# Records for this task:
=======
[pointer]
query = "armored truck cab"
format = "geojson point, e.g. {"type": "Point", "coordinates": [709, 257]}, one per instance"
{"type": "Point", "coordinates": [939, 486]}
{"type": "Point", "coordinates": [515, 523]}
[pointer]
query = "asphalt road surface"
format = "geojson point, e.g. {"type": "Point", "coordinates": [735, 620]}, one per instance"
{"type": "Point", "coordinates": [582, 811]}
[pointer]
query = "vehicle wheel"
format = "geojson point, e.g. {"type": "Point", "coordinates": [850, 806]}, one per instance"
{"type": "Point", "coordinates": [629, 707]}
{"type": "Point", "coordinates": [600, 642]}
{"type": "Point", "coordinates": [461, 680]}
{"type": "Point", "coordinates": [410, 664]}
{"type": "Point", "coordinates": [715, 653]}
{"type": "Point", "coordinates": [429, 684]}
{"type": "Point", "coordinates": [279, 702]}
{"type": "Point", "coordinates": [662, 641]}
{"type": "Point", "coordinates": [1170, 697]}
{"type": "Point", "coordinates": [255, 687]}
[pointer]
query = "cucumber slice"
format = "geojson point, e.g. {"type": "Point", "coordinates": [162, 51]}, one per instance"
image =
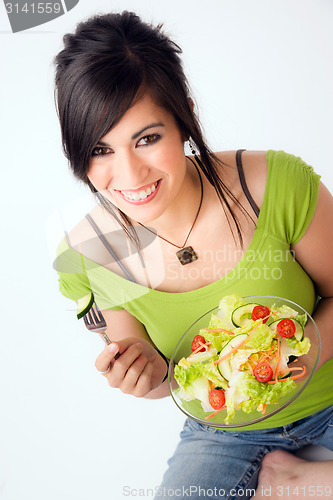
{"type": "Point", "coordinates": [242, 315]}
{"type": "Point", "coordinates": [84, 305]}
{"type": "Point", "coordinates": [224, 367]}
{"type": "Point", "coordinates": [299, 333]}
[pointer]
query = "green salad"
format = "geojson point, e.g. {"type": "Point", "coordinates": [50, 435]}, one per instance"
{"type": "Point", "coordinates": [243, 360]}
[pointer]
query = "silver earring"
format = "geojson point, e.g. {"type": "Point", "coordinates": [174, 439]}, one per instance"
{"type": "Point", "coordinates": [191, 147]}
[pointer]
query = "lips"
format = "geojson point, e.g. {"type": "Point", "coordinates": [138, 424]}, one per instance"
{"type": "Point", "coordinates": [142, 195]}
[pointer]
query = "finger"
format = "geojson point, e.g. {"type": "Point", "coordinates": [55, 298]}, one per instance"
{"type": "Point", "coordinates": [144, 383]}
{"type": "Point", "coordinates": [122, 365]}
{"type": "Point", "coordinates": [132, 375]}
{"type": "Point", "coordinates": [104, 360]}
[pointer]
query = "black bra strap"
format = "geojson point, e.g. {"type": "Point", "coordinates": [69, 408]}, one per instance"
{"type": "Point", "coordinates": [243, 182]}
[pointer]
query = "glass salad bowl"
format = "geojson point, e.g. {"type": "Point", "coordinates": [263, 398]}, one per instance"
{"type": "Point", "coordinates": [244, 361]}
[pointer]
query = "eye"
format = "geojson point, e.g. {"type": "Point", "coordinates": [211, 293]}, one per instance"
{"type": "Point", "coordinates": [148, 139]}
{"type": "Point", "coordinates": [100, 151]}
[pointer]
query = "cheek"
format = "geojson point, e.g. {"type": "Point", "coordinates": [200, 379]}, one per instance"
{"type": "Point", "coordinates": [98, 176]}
=======
# What this task involves:
Locate each line in the listing above that contains the string "instance", and copy those lines in full.

# Response:
format = "geojson point, e.g. {"type": "Point", "coordinates": [709, 257]}, one per instance"
format = "geojson point, e.g. {"type": "Point", "coordinates": [735, 620]}, one per instance"
format = "geojson point, e.g. {"type": "Point", "coordinates": [850, 806]}, one per instance"
format = "geojson point, e.g. {"type": "Point", "coordinates": [162, 51]}, one per instance"
format = "geojson point, e.g. {"type": "Point", "coordinates": [50, 435]}, one per instance"
format = "geojson point, e.g. {"type": "Point", "coordinates": [174, 439]}, one per instance"
format = "geojson point, e.g. {"type": "Point", "coordinates": [138, 424]}, one per instance"
format = "geojson point, e.g. {"type": "Point", "coordinates": [55, 298]}, one per instance"
format = "geojson point, e.g. {"type": "Point", "coordinates": [69, 408]}, one per instance"
format = "geojson point, e.g. {"type": "Point", "coordinates": [263, 398]}, one per instance"
format = "geojson point, e.g. {"type": "Point", "coordinates": [211, 293]}, one per instance"
format = "geojson point, e.g. {"type": "Point", "coordinates": [200, 379]}, one per instance"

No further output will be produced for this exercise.